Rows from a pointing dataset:
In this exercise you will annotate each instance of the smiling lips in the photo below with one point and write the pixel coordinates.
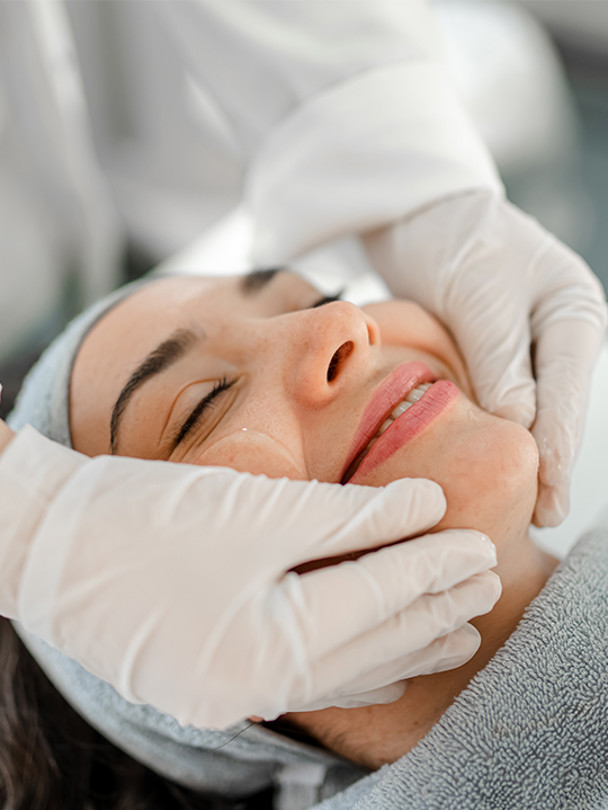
(406, 402)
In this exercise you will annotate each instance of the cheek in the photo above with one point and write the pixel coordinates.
(486, 466)
(252, 451)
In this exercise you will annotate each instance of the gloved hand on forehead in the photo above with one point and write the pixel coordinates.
(527, 313)
(175, 583)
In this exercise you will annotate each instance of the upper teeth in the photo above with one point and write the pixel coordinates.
(414, 395)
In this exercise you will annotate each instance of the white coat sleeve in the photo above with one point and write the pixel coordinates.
(345, 116)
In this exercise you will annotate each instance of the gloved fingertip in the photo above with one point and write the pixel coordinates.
(457, 648)
(552, 505)
(387, 694)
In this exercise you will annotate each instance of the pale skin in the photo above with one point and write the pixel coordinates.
(300, 379)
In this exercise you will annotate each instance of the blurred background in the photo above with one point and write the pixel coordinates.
(533, 74)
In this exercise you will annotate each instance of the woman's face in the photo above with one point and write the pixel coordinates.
(252, 373)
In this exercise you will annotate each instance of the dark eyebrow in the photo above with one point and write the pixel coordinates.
(254, 281)
(160, 359)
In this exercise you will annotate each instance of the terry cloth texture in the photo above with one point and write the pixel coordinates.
(531, 729)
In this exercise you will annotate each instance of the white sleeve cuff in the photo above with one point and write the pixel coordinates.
(33, 470)
(362, 154)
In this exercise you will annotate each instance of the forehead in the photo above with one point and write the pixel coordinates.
(137, 325)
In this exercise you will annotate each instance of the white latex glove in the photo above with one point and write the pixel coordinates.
(168, 581)
(527, 313)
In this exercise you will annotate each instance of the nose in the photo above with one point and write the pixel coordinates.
(324, 349)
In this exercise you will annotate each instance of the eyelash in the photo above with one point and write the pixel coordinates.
(207, 402)
(328, 299)
(223, 384)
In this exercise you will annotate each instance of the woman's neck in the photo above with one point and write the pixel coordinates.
(375, 735)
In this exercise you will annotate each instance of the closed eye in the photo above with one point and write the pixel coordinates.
(328, 299)
(200, 410)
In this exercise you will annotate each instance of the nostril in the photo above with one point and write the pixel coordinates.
(339, 356)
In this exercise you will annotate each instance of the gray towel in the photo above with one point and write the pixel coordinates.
(530, 732)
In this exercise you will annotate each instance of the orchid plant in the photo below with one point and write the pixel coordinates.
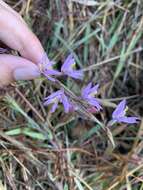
(86, 101)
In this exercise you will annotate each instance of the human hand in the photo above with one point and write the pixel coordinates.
(16, 35)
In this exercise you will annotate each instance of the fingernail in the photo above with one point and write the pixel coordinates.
(27, 73)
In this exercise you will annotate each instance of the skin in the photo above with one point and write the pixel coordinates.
(15, 34)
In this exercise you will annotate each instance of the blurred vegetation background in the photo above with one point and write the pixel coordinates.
(40, 151)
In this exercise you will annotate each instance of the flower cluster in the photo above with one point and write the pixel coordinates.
(88, 92)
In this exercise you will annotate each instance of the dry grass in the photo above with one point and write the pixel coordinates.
(62, 152)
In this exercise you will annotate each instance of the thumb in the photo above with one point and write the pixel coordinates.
(14, 68)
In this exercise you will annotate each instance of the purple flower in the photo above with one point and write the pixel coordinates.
(56, 98)
(68, 68)
(119, 114)
(46, 68)
(88, 94)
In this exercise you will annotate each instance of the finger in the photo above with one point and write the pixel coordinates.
(15, 34)
(16, 68)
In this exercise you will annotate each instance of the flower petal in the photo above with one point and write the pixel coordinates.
(52, 72)
(54, 107)
(119, 111)
(94, 89)
(54, 95)
(129, 120)
(67, 66)
(76, 74)
(85, 91)
(66, 103)
(94, 102)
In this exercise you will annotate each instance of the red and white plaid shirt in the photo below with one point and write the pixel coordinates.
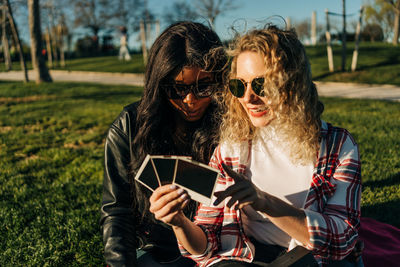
(332, 205)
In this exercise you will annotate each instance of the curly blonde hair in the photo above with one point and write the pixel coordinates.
(291, 94)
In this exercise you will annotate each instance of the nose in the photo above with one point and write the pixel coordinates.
(189, 98)
(249, 94)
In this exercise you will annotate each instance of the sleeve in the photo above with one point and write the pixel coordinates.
(117, 217)
(334, 232)
(210, 218)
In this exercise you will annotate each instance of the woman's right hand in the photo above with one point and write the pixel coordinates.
(167, 203)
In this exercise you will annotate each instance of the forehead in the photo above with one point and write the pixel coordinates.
(192, 74)
(250, 65)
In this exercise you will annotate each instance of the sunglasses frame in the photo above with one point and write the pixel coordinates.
(180, 91)
(254, 84)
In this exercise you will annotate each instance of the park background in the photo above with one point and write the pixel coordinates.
(52, 133)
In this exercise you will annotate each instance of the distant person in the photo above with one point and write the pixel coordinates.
(123, 49)
(288, 178)
(175, 116)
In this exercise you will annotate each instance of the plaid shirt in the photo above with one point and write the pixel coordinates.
(332, 205)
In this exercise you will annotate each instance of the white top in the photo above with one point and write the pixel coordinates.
(269, 165)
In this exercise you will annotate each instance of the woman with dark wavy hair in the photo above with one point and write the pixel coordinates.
(290, 182)
(175, 116)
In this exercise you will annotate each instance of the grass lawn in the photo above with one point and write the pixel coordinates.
(377, 63)
(99, 64)
(51, 166)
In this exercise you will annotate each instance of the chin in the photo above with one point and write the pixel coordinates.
(260, 122)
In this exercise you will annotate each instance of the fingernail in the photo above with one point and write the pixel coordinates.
(173, 186)
(180, 191)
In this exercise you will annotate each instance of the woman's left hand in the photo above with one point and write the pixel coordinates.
(242, 193)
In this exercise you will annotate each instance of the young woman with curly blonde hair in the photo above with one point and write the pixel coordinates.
(288, 178)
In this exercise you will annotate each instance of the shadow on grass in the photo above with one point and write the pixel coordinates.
(387, 62)
(387, 212)
(326, 74)
(391, 180)
(107, 94)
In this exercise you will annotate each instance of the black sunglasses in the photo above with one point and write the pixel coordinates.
(238, 86)
(179, 91)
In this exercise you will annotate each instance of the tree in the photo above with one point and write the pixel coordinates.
(38, 61)
(303, 29)
(180, 11)
(17, 40)
(372, 33)
(211, 9)
(387, 14)
(95, 15)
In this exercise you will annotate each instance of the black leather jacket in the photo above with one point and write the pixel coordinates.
(121, 235)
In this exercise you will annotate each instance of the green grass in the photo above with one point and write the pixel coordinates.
(51, 166)
(378, 63)
(98, 64)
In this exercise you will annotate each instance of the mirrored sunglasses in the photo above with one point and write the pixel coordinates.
(179, 91)
(238, 86)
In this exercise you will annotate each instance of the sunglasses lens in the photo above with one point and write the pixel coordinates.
(236, 87)
(258, 85)
(205, 89)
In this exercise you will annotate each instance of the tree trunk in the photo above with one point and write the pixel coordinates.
(396, 24)
(38, 61)
(344, 36)
(4, 41)
(17, 40)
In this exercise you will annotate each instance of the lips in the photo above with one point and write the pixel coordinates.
(257, 112)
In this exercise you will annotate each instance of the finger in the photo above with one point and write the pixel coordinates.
(162, 190)
(235, 176)
(221, 195)
(170, 207)
(165, 199)
(245, 202)
(239, 197)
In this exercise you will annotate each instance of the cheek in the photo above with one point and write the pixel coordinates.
(176, 104)
(205, 102)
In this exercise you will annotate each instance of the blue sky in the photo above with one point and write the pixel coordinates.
(259, 10)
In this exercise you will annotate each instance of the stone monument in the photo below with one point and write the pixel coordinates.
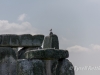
(32, 59)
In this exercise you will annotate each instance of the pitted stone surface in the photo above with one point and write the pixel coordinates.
(7, 52)
(24, 40)
(46, 54)
(8, 61)
(25, 67)
(65, 67)
(31, 67)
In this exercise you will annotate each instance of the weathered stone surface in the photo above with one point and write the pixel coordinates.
(46, 54)
(8, 61)
(51, 41)
(23, 50)
(37, 40)
(24, 40)
(25, 67)
(50, 66)
(7, 51)
(65, 67)
(31, 67)
(38, 67)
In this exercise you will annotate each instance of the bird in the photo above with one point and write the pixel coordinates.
(50, 30)
(51, 33)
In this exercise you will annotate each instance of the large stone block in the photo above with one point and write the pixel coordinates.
(51, 41)
(31, 67)
(8, 61)
(25, 67)
(38, 67)
(46, 54)
(65, 67)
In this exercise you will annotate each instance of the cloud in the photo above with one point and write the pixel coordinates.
(77, 48)
(22, 17)
(95, 47)
(15, 28)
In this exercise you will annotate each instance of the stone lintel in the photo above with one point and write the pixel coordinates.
(46, 54)
(24, 40)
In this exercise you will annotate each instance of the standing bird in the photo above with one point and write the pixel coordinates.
(51, 33)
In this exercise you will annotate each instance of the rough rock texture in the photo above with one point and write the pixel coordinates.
(38, 67)
(46, 54)
(65, 67)
(25, 67)
(21, 52)
(30, 67)
(25, 40)
(8, 61)
(51, 41)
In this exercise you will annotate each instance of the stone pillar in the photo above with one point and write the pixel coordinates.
(8, 61)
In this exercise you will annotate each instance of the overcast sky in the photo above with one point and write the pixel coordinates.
(76, 22)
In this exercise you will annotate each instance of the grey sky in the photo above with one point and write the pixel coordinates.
(76, 22)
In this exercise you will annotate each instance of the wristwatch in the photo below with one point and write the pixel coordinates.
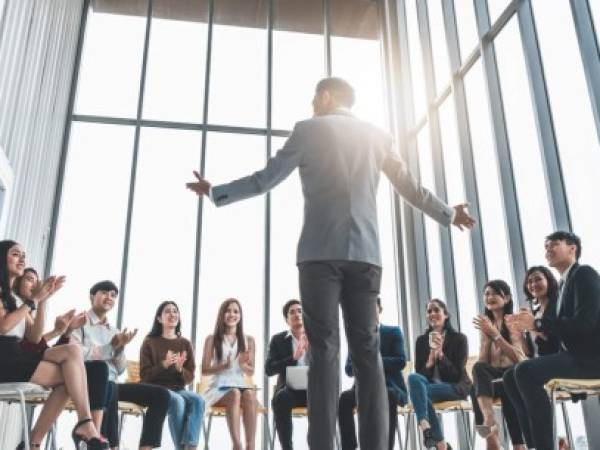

## OBJECTIVE
Filter the listing above by copying out every line that contains the word "sleeve". Case counts, so keep only lines with that exact capitalization.

## FINAL RESULT
In this exercise you will annotate each instance of the white coat sleeve in the photo above with one point and write the pixel coordinates.
In this exercise you will annotate each instance of the white sleeve cuff in the photo above with one point and write the pixel coordinates.
In this exercise you will annotate each instance of the sleeve in the photo above with one point and write the pixel coordinates.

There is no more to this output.